Provided text
◇ ◇ ◇ ◇ ◇ ◇ ◇
Vis-Viva equation gives false results for speed on my hyperbolic trajectory.

[Tomboi]

I've found myself in a bit of a pickle for the past few months given that I was trying to get from Kerbin to Duna in <100 Kerbin days. Having spent a week putting my nuclear ship (both thermal and electric) named "Mira" on a hyperbolic trajectory almost literally straight to Duna (eccentricity >23), I need to take another week to slow down. Given the weak thrust of my electric engines it will by difficult to slow down precisely so that I don't miss Duna. I've been trying to do this by means of a simulation in Desmos where I've successfully mapped out both Duna's and my trajectory to sufficient precision and also my Δv-plot on a separate simulation but there is on final stumbling block:

The vis-viva equation gives me grossly incorrect results for speed. Something in the region of 51'000m/s at periapsis but my actual speed at periapsis according to KOS is 13'560m/s. No matter how I change the pluses & minuses it doesn't give correct values.

Here's my full-scale simulation including the equation marked with the note "PROBLEM AT HAND:" (all distances are in kilometers):

https://www.desmos.com/calculator/nufnmhwxak

Please help, I can't continue KSP until I've got this solved. I'm happy to give any further information to help you help me.

Edited January 28, 2021 by Tomboi
update

[HebaruSan]

Personally my main source of error in using vis-viva has been remembering to translate from the numbers in KSP, which measure distance from the surface, to radii measured from the center of the body.

I'm not familiar with that calculator tool, but it looks like you have a solar periapsis of 11,114,458,000m, is that correct?

The wiki gives the sun's radius as 261,600,000m: https://wiki.kerbalspaceprogram.com/wiki/Kerbol

That would be around a 2.4% error if not included, might be worth double checking that.

[Tomboi]

Thanks for your input, HebaruSan. I've had a look and the 2.4% error from ignoring Kerbol's radius cannot be the source because the radius of my trajectory (called r_Mira in the calculator) is calculated based on the semi-major axis using this formula from Wikipedia:

https://en.wikipedia.org/wiki/Hyperbolic_trajectory#Position

I've edited the calculator now to include your correction and updated the link in the original post.

Its error is <1.7% relatively and absolutely expressed in the additional term "c_corr".

None of this explains this massive error for orbital speed ranging around 250%.

[FleshJeb]

45 minutes ago, Tomboi said:

None of this explains this massive error for orbital speed ranging around 250%.
◇ ◇ ◇ ◇ ◇ ◇ ◇
Extracted information
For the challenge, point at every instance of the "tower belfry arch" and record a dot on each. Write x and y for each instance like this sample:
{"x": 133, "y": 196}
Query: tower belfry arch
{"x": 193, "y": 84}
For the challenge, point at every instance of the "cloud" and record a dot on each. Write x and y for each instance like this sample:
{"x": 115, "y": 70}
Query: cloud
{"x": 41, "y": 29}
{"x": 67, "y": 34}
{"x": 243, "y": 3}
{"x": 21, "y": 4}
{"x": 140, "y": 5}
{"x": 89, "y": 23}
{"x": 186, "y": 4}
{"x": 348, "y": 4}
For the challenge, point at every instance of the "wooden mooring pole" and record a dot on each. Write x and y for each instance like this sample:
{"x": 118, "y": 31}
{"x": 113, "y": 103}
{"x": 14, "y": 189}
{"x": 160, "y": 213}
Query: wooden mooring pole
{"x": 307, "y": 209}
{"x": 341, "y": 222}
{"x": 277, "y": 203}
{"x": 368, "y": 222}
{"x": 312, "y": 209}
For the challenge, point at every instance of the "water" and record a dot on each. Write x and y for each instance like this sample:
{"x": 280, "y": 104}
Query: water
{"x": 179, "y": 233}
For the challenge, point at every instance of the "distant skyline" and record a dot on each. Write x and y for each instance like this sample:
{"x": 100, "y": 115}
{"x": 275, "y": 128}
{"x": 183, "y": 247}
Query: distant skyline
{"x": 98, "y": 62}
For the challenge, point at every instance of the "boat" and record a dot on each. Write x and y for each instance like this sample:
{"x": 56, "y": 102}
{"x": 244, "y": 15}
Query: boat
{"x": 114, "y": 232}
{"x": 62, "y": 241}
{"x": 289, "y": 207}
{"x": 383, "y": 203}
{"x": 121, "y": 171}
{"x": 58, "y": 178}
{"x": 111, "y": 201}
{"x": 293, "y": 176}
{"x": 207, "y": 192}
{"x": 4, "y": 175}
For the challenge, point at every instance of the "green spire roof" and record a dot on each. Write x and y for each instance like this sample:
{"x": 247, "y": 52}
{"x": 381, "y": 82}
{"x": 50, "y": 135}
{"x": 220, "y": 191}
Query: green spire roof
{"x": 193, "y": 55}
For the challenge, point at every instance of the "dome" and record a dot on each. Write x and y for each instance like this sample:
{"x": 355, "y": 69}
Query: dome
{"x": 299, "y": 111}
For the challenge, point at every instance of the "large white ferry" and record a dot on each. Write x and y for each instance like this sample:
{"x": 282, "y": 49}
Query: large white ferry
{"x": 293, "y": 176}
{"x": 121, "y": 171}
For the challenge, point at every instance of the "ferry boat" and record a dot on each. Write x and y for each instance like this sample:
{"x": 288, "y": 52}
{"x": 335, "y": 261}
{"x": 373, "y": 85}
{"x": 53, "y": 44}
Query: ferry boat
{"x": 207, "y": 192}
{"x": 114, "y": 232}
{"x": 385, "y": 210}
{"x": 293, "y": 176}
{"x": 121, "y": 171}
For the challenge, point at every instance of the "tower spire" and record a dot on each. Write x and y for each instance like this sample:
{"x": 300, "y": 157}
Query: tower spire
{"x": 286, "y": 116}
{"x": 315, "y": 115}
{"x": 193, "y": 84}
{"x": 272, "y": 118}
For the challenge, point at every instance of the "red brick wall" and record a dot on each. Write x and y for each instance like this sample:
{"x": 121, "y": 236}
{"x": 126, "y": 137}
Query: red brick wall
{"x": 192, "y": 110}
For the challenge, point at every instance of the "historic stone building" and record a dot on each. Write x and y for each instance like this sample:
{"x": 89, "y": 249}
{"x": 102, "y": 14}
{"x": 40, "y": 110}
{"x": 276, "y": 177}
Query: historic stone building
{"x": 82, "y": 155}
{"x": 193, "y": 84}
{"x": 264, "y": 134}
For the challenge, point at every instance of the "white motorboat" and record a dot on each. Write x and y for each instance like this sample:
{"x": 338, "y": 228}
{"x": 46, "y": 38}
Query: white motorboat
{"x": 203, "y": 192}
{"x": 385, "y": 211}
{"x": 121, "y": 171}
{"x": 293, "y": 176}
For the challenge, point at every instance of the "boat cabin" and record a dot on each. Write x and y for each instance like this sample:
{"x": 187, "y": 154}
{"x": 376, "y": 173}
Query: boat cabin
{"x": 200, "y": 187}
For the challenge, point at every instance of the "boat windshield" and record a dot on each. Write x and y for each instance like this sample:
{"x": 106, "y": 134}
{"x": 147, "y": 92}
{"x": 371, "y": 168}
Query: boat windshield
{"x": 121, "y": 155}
◇ ◇ ◇ ◇ ◇ ◇ ◇
Required actions
a) In the vis-viva thread, what speed at periapsis does KOS report for the ship?
b) Please extract the part of the vis-viva thread that opens with the words containing "Personally my main" and closes with "is that correct?".
c) Continue the forum thread on the vis-viva equation, starting after its last line.

Task-by-task answers
a) 13'560 m/s

b)
Personally my main source of error in using vis-viva has been remembering to translate from the numbers in KSP, which measure distance from the surface, to radii measured from the center of the body.

I'm not familiar with that calculator tool, but it looks like you have a solar periapsis of 11,114,458,000m, is that correct?

c)
I took a brief look at it last night, and was hoping it was of by a factor of sqrt(10). That tends to happen with metric unit conversions. Check your mu to make sure you're properly converting from m^/s^2 to km^3/s^2. That's bitten me before.

[FloppyRocket]

How did you determine the semi-major axis 'a' value?

[Tomboi]

20 hours ago, FleshJeb said:

I took a brief look at it last night, and was hoping it was of by a factor of sqrt(10). That tends to happen with metric unit conversions. Check your mu to make sure you're properly converting from m^/s^2 to km^3/s^2. That's bitten me before.

For the speed to I've added the factor 1000 to both distances to convert them back to meters.

14 hours ago, FloppyRocket said:

How did you determine the semi-major axis 'a' value?

I asked the KOS on-board computer.

Edited January 29, 2021 by Tomboi

[Tomboi]

Edit: Please remove this accidental double-post. Sorry for the inconvenience.

Edited January 29, 2021 by Tomboi

[theAstrogoth]

Hmmm... based on the semimajor axis and eccentricity you have provided, I also calculate around ~51km/s at periapsis, so I don't think the problem is in your use of the Vis-Viva equation or with your unit conversions. The periapsis height with those parameters is reasonable, too, since it falls between the orbits of Kerbin and Eve. Could the 13.56km/s your getting from KOS be referring to a different place/time/craft?

(Sorry, I don't have much experience using KOS)

[FloppyRocket]

2 hours ago, Tomboi said:

I asked the KOS on-board computer.

Maybe you should ask on the kOS forum if the 'a' value is correct for hyperbolic orbits.

[theAstrogoth]

One mistake I noticed is that, since r_mira is negative, you need a negative sign for it in the equation in box 28. This makes the result match box 29 when the true anomaly is zero.

Edited January 29, 2021 by theAstrogoth

[Tomboi]

20 hours ago, FloppyRocket said:

Maybe you should ask on the kOS forum if the 'a' value is correct for hyperbolic orbits.

It has to be, it produces the correct trajectory with only a 1.6% error. The radius is pretty much correct but the Vis-viva equation is completely off for whatever reason.
I've looked at the KOS documentation and it mentions no issues regarding the semi-major axis.

 

20 hours ago, theAstrogoth said:

One mistake I noticed is that, since r_mira is negative, you need a negative sign for it in the equation in box 28. This makes the result match box 29 when the true anomaly is zero.

Alternating the plus & minuses on both radius and semi-major axis only alternates everything between 46'753m/s and 50'971m/s at ΦMira = 0. Note, that when alternating plus/minus I put the bracket in absolutes if their content becomes negative to get a real result. Here it contains all variations:

https://www.desmos.com/calculator/jo9lzskbnk

It's definitely my spacecraft that KOS is providing the numbers for, my current orbital speed is consistent with what KOS predicts.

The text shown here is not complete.